**THE PROBLEM:** Show each line in the listing below that contains the word "yellow".

**RECORDS TO PROCESS:**

------------------------

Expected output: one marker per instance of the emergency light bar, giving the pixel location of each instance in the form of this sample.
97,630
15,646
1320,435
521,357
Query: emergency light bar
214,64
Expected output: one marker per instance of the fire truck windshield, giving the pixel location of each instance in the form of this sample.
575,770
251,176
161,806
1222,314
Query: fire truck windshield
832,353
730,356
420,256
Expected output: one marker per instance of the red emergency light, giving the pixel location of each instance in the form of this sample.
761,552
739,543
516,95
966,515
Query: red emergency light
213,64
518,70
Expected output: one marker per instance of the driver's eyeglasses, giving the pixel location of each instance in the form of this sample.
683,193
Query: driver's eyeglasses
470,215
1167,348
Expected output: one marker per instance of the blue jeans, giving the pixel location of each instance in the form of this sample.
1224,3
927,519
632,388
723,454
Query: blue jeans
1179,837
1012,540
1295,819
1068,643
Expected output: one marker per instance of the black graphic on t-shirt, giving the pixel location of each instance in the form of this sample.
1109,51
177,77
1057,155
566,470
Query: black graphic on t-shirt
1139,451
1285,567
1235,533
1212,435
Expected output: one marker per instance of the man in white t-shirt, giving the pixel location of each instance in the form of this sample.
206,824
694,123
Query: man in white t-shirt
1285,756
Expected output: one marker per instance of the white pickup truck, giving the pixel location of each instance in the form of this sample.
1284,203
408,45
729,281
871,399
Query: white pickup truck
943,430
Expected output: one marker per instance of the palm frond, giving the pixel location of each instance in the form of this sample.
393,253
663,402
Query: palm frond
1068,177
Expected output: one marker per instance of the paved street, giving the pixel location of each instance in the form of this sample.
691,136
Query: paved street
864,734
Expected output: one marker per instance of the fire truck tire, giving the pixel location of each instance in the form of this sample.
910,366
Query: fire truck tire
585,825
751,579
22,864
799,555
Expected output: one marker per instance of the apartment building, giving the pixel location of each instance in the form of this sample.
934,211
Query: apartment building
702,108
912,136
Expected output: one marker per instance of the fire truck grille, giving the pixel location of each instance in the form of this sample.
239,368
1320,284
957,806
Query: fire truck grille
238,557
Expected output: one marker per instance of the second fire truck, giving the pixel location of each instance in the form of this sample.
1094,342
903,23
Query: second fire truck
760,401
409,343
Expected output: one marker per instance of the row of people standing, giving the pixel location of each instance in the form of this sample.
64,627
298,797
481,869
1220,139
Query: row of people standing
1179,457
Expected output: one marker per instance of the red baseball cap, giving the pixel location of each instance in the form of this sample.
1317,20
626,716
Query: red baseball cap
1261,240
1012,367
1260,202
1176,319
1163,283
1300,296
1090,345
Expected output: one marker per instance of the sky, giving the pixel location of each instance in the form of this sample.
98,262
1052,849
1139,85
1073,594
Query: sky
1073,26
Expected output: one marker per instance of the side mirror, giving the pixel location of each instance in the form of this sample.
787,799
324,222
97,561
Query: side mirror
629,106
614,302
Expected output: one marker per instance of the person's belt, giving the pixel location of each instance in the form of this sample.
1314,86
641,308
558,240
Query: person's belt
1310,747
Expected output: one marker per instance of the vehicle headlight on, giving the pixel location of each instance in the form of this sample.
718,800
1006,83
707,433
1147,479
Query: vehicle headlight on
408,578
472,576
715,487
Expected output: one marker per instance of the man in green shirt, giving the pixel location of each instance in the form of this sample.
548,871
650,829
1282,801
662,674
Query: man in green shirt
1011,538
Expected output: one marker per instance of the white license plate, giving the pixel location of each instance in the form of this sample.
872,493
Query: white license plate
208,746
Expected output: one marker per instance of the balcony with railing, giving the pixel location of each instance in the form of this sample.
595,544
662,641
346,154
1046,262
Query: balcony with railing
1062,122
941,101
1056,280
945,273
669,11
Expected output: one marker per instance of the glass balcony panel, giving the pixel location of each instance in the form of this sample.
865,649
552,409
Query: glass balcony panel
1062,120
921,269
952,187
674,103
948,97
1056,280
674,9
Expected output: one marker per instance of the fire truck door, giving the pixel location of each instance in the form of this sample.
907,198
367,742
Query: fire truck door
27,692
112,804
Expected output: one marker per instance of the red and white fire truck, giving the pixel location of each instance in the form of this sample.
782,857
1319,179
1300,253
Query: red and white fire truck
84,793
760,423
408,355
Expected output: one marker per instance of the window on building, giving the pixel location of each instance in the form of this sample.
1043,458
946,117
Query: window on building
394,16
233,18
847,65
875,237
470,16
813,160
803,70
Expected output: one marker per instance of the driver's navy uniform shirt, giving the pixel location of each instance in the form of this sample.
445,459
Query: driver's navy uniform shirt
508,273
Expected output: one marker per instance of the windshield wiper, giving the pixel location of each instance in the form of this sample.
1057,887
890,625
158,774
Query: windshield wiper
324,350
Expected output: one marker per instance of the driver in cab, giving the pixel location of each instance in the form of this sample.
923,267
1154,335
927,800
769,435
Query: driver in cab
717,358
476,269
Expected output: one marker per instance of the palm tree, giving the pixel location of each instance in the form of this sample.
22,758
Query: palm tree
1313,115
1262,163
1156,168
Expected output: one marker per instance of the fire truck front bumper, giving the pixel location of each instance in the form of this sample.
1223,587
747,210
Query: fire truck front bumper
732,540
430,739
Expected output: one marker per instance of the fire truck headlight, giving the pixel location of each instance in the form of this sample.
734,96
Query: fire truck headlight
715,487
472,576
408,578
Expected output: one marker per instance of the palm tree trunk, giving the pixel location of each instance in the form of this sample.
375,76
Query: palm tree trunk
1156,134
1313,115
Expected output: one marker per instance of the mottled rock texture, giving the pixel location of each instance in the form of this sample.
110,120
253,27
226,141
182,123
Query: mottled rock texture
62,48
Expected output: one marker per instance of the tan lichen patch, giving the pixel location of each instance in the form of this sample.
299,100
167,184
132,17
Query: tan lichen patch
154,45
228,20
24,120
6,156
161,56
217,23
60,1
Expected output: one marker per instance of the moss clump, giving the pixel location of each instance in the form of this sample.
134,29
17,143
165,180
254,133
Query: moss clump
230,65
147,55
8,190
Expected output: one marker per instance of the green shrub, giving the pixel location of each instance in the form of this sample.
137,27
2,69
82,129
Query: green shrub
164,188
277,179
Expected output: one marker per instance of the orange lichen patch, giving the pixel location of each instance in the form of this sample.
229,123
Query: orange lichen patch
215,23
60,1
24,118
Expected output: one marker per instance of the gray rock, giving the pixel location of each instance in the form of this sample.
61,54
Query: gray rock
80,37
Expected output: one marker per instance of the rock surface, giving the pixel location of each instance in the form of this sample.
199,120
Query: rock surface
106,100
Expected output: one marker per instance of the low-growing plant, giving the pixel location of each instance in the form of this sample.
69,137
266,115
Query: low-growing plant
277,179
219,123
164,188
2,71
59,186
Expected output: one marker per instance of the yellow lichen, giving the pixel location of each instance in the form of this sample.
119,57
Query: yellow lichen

------------------------

**TASK ANSWER:**
Expected output: one marker per instance of the yellow lichen, giving the pixel location of each instance in the form of this sample.
Query: yellow lichen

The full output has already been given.